Page excerpt:
________________________

Member of Parliament for Gillingham
- In office 5 July 1945 – 3 February 1950
- Preceded by: Robert Gower
- Succeeded by: Frederick Burden

Personal details
- Born: 19 March 1900
- Died: 23 April 1975 (aged 75)
- Party: Labour
- Spouse: Daisy Graham ​(m. 1924)​
- Children: 2

= Joseph Binns =

British politician

Joseph Binns, CBE (19 March 1900 – 23 April 1975) was a British Labour Party politician.

Binns was the son of Alderman Joseph Binns, who later became Lord Mayor of Manchester. He was educated at elementary schools and at Manchester College of Technology, and became a consulting engineer, working for ICI.

He was a member of Greenwich Borough Council from 1932 to 1949, and was Chairman of the Joint Standing Committee of the Metropolitan Boroughs from 1945 to 1949. At the 1945 general election he was elected as the Member of Parliament (MP) for Gillingham in Kent. He was Parliamentary Private Secretary to the Minister of Supply, John Wilmot, from 1946 to 1947. He was defeated at the 1950 general election, after catching influenza during the campaign, and was never returned to the House of Commons.

________________________

[Records of labeled boxes]
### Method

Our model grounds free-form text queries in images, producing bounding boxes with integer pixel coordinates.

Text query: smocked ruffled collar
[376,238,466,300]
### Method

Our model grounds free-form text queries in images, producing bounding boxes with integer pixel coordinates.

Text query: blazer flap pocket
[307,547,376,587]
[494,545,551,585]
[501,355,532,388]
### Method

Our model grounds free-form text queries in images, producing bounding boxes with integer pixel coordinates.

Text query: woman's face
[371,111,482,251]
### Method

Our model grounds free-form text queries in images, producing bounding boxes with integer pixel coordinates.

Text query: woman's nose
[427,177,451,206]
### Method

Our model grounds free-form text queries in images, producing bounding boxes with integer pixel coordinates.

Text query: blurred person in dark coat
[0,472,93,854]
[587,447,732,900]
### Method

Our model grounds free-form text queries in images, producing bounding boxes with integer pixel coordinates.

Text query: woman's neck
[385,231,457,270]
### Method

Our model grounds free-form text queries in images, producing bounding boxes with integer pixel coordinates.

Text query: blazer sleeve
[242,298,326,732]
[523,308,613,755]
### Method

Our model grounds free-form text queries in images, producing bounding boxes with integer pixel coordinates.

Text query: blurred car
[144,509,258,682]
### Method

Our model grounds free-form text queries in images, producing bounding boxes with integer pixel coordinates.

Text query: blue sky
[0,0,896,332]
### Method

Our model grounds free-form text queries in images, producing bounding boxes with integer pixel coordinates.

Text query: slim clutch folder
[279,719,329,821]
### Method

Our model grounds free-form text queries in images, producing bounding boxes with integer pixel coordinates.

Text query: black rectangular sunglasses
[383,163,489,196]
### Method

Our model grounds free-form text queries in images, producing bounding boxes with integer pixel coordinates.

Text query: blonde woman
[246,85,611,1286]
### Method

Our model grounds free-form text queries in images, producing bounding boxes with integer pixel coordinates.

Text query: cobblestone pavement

________________________

Rewrite the stretch of the Joseph Binns page from "- Party: Labour" through "Labour Party politician.", swapping "Labour" for "Liberal".

In response:
- Party: Liberal
- Spouse: Daisy Graham ​(m. 1924)​
- Children: 2

= Joseph Binns =

British politician

Joseph Binns, CBE (19 March 1900 – 23 April 1975) was a British Liberal Party politician.